Task -> Copy out every record below with complete accuracy.

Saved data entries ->
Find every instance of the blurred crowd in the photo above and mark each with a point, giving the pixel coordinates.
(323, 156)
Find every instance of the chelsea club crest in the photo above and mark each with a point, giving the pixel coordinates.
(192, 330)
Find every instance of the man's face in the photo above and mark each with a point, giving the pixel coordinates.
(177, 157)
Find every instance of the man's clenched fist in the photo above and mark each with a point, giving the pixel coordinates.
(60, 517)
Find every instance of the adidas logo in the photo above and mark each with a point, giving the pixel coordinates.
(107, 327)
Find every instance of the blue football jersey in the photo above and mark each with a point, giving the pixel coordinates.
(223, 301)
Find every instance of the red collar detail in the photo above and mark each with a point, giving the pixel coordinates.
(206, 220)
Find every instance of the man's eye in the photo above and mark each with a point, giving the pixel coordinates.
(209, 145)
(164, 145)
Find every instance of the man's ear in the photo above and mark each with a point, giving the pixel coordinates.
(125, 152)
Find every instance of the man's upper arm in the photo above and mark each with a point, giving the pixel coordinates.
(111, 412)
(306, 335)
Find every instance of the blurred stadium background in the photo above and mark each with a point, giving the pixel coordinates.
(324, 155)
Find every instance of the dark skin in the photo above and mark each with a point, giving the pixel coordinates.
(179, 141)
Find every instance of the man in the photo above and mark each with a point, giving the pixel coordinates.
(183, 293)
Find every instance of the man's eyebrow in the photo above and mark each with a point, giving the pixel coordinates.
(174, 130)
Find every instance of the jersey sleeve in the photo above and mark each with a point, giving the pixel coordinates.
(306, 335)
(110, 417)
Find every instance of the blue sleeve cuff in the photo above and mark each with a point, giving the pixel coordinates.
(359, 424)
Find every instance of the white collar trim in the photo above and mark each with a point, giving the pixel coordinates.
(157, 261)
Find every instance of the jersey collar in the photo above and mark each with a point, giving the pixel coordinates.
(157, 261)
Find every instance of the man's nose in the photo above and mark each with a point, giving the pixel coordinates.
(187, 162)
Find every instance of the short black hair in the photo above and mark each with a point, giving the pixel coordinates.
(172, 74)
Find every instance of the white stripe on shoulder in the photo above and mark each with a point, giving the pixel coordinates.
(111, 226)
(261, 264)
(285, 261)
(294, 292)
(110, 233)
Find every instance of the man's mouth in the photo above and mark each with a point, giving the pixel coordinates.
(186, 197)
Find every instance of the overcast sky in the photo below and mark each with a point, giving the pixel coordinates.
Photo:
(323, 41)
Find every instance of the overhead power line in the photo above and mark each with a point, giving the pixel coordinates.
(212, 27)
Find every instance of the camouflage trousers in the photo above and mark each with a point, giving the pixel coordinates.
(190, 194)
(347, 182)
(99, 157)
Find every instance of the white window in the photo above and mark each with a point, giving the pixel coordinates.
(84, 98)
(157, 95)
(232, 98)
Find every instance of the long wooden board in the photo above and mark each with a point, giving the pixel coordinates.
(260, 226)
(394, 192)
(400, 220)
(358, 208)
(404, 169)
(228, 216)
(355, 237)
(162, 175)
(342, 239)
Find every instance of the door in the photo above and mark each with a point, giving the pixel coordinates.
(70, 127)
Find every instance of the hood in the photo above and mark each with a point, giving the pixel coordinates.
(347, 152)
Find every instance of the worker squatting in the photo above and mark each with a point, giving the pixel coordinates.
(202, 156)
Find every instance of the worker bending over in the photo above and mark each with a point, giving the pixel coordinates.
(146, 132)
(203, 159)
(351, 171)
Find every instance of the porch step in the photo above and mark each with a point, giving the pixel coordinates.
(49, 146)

Result below ->
Find every instance of the blurred crowd in the photo above and mark each with a point, giving the pixel coordinates.
(323, 156)
Find every instance of the chelsea club crest in the photo above and mark each with a point, giving the pixel coordinates.
(192, 330)
Find every instance of the man's face in the photo above and mark each with a point, giving the pixel coordinates.
(177, 157)
Find every instance of the man's clenched fist in the photo above and mark each with a point, giving the pixel coordinates.
(60, 517)
Find every instance of the adidas logo in the photo above and mark each with a point, giving the pixel coordinates.
(107, 327)
Find every instance of the blue football jersey in the photo above and mark each with a point, giving the pixel coordinates.
(223, 301)
Find every instance of the red collar detail in the photo above and mark each with a point, giving the pixel coordinates.
(206, 220)
Find every instance of the man's eye in the photo above and mark each with a point, giving the pixel coordinates.
(209, 145)
(164, 145)
Find every instance of the man's ear in the photo above and mark each with a point, giving the pixel coordinates.
(125, 152)
Find every instance of the man's upper arm in the photo above and mark each with a point, giving the pixel coordinates.
(111, 412)
(306, 335)
Find every instance of the blurred stadium background in the photo above and mark each with a point, giving the pixel coordinates.
(324, 155)
Find every instance of the dark skin in the photo above and mark each with a point, giving the pixel coordinates.
(179, 141)
Find every instance of the man in the photo above and mark each with a point, giving the pixel coordinates.
(183, 293)
Find every instance of the man's eyebrow in the photo above and mark each with a point, giving the pixel coordinates.
(174, 130)
Find every instance of the jersey sleeve in the photo above and mark each with a point, giving the pixel coordinates.
(306, 335)
(110, 417)
Find every instance of the blue sleeve cuff in the photo above and mark each with a point, giving the pixel coordinates.
(359, 424)
Find every instance of the white collar trim in the photo above and mark each with a point, giving the pixel coordinates.
(157, 261)
Find every instance of the jersey collar in the photo above and mark each with a point, giving the pixel coordinates.
(157, 261)
Find every instance of the man's nose in the photo above and mark each with a point, giving the pixel coordinates.
(187, 162)
Find every instance of the short black hair in the photo above and mark each with a point, giving the pixel coordinates.
(172, 74)
Find every instance of the white stripe on shoulder in the photo above and mark each with a point, giving the pixel coordinates.
(111, 226)
(261, 264)
(285, 261)
(294, 292)
(110, 233)
Find every instance of the man's mouth in the photo above and mark each with a point, giving the pixel coordinates.
(186, 197)
Find every instance of the overcast sky in the photo below and mark each with a point, giving the pixel coordinates.
Photo:
(323, 41)
Find every instance of the overhead power line in the photo above and mark each with a point, giving the pixel coordinates.
(212, 27)
Find every instance of the camouflage trousers in the photo above and mark each with a point, giving the pixel coordinates.
(190, 194)
(347, 182)
(99, 157)
Find every instance of the white window in the photo above and mark each with a point, giving the pixel coordinates.
(84, 98)
(157, 95)
(232, 98)
Find every instance of the long wooden board in the photo above and mark each with a point, giving the pixel coordinates.
(260, 226)
(394, 192)
(400, 220)
(358, 208)
(404, 169)
(228, 216)
(355, 237)
(162, 175)
(342, 239)
Find every instance of the door in the photo above and mark each with a point, giving the pixel coordinates.
(70, 127)
Find every instance of the hood in the photo above and mark each with a point, giving the pixel coordinates.
(347, 152)
Find every instance of the worker squatting in the photo above and mark each with a point, giving the pixel coordinates.
(202, 156)
Find every instance of the worker bending over in the photo above and mark each with a point, giving the pixel coordinates.
(146, 132)
(203, 159)
(351, 171)
Find every instance of the porch step in the photo above and mark each with a point, giving the pixel coordinates.
(49, 146)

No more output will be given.